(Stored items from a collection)
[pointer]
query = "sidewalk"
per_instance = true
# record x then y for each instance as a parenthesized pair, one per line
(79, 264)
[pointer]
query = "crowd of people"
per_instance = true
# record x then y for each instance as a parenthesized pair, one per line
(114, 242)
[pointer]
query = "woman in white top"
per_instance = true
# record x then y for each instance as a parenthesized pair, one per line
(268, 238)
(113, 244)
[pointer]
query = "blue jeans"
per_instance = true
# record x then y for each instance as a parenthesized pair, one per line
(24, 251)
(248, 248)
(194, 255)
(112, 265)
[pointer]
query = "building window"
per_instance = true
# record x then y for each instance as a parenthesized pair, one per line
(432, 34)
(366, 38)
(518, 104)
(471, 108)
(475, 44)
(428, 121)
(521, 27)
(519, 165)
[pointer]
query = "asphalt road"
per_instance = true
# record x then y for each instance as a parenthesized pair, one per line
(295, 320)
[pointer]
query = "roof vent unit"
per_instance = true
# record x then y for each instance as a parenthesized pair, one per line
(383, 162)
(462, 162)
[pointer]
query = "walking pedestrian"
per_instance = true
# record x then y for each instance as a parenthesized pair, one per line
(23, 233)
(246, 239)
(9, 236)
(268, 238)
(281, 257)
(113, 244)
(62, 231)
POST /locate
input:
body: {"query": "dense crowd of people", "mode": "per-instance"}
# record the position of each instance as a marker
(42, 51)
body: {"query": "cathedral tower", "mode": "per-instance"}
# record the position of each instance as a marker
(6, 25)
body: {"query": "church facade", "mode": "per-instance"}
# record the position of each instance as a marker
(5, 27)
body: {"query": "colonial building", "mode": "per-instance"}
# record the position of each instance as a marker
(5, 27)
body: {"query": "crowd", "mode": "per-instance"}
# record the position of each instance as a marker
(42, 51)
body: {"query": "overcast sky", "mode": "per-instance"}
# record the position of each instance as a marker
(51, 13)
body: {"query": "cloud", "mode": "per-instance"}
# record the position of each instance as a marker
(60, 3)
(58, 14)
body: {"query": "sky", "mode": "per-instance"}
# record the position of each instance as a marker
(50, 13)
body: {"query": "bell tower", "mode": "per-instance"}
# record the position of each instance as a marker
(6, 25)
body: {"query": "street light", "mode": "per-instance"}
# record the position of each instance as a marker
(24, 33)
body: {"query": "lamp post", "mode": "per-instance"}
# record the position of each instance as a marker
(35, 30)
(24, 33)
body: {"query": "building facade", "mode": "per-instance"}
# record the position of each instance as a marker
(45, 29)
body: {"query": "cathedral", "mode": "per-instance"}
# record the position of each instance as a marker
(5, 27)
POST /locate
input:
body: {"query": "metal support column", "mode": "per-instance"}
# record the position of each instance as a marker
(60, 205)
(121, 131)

**What you need to do**
Give the count of lines in the data above that hold the string "cathedral", with no additional words.

**Response area**
2